START Listed entries
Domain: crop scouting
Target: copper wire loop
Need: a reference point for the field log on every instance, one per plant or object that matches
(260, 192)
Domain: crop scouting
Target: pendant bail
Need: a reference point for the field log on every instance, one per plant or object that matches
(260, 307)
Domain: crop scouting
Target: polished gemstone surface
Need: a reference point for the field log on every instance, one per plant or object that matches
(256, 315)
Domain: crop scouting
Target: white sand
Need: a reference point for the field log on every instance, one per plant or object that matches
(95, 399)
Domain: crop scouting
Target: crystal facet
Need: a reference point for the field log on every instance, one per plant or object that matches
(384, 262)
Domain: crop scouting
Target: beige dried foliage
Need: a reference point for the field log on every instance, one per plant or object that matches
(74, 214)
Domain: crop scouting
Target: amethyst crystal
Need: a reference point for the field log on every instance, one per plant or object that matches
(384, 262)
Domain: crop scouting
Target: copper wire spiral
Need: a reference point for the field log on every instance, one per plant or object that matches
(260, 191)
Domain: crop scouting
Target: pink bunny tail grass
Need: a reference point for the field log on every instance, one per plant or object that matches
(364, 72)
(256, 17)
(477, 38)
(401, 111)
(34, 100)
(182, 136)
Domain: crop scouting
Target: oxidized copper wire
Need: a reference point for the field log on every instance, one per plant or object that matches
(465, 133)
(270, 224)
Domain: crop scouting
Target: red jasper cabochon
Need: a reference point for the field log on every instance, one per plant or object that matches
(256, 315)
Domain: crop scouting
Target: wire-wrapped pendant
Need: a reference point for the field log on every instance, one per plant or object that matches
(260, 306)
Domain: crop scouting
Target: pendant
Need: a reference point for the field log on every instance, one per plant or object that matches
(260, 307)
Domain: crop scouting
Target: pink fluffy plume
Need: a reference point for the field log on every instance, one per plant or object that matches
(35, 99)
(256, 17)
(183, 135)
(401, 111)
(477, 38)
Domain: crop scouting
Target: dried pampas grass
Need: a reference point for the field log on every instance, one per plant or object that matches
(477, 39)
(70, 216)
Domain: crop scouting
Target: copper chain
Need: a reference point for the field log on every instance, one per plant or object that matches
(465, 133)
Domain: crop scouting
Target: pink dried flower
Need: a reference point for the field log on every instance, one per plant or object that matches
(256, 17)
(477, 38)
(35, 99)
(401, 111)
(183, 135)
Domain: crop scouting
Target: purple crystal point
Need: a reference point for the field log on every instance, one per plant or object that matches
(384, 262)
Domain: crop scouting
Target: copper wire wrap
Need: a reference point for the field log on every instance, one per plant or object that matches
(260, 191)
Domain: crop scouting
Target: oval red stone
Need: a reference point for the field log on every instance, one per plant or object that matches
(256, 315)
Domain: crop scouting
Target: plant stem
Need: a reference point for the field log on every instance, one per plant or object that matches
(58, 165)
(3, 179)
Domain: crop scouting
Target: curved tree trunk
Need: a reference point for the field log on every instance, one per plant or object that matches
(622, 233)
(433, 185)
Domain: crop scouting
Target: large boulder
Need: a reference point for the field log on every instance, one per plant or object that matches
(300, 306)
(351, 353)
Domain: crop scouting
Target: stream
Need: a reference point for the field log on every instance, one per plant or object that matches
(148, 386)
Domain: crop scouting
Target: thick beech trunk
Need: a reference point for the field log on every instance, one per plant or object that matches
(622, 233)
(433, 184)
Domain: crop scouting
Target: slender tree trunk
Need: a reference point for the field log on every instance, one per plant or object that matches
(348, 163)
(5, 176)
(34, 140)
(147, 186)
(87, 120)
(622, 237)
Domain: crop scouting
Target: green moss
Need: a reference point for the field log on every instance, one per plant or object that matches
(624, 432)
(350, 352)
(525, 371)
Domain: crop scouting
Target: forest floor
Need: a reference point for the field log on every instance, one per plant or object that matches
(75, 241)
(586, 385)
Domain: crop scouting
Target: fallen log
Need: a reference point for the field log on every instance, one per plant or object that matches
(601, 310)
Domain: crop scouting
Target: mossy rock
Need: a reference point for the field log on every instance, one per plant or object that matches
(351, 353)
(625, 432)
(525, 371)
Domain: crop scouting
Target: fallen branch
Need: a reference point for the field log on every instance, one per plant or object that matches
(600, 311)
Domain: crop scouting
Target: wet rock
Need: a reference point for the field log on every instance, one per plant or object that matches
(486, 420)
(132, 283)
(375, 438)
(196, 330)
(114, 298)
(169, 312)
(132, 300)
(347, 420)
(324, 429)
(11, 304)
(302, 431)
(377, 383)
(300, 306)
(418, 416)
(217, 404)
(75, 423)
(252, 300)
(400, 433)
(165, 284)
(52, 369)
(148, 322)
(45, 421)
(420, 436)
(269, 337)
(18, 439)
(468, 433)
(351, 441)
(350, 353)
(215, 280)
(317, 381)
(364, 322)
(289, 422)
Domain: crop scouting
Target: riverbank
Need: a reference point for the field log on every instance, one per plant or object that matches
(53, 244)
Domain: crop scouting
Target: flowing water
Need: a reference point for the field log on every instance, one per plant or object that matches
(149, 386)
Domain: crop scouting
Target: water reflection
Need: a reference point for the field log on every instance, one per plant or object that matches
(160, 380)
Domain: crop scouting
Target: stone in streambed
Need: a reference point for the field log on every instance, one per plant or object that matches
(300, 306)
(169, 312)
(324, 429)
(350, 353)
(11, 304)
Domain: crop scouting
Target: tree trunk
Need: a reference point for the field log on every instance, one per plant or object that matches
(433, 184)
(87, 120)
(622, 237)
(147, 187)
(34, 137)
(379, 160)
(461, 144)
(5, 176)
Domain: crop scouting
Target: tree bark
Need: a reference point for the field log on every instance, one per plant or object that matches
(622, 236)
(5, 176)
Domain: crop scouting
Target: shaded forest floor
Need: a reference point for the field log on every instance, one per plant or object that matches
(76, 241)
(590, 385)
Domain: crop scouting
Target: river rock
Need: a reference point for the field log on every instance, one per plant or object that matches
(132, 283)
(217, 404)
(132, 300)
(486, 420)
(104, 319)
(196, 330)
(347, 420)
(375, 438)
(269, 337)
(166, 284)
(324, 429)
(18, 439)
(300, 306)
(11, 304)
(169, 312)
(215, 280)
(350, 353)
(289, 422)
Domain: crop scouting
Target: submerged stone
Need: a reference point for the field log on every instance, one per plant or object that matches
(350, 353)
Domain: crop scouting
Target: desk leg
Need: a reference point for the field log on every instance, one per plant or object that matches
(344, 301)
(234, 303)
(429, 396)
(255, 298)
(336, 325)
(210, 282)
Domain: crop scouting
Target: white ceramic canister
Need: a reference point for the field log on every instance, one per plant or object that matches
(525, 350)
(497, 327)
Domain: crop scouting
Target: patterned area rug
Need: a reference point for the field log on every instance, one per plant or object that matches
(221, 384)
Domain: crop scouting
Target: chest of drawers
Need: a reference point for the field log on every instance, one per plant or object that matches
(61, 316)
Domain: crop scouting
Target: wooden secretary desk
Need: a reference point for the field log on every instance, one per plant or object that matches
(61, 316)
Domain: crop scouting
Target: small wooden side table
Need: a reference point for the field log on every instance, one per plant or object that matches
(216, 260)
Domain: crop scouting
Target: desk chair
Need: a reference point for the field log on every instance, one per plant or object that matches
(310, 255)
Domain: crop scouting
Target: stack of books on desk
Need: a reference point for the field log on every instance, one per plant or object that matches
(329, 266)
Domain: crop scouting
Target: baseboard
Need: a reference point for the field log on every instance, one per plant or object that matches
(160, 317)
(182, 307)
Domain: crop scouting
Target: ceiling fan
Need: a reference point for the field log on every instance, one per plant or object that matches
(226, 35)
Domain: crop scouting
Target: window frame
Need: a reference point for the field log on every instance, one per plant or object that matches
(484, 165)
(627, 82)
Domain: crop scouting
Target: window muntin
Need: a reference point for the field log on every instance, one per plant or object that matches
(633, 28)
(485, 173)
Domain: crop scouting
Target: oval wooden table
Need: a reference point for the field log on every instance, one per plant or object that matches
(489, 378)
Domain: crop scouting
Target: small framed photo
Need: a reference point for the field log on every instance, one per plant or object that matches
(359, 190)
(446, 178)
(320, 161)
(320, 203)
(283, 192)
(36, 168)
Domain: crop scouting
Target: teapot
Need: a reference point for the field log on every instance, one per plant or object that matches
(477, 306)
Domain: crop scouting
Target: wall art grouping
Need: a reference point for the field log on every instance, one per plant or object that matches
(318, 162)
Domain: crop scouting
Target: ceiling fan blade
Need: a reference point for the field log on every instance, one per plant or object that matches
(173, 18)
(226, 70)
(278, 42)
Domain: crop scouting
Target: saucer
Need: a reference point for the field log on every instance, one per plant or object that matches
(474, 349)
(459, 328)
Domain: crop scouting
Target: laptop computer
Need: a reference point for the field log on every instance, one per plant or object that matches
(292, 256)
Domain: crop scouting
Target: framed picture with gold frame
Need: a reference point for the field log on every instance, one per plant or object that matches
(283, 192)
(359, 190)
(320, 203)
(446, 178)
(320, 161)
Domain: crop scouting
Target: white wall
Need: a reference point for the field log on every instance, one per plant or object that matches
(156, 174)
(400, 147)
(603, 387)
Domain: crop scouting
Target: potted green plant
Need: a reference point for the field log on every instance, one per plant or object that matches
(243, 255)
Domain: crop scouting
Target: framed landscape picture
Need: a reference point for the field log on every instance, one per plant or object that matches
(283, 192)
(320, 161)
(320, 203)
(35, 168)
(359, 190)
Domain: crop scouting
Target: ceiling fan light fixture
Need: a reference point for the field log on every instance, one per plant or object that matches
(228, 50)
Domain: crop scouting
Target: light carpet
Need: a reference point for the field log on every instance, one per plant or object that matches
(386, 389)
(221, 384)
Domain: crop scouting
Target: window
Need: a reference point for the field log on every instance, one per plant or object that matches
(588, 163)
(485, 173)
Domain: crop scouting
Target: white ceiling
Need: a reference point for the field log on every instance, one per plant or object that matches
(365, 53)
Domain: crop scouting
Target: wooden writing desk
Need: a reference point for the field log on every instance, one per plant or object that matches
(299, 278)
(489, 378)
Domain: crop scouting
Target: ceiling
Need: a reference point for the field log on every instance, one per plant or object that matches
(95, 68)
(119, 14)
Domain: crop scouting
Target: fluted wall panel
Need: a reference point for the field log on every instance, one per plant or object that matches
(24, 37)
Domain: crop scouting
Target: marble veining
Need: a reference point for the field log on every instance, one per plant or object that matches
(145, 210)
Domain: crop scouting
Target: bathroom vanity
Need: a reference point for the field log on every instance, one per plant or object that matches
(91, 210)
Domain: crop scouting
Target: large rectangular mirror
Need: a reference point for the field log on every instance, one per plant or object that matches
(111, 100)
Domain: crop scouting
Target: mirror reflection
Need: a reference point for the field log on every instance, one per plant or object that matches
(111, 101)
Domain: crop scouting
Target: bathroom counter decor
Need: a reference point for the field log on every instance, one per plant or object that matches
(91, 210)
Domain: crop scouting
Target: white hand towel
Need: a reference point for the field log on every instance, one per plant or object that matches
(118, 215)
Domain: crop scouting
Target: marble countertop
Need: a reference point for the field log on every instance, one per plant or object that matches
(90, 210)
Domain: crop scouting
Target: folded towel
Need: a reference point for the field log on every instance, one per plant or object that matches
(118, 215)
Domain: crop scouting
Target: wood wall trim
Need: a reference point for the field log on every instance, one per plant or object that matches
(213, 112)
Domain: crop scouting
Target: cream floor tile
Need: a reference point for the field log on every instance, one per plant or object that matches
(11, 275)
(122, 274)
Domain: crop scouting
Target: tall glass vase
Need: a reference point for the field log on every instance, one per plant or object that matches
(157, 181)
END Listed entries
What you will do = Check each line above for the word "framed" and copy the ones that have it.

Exercise solution =
Target: small framed photo
Target: framed picture with gold frame
Target: framed landscape picture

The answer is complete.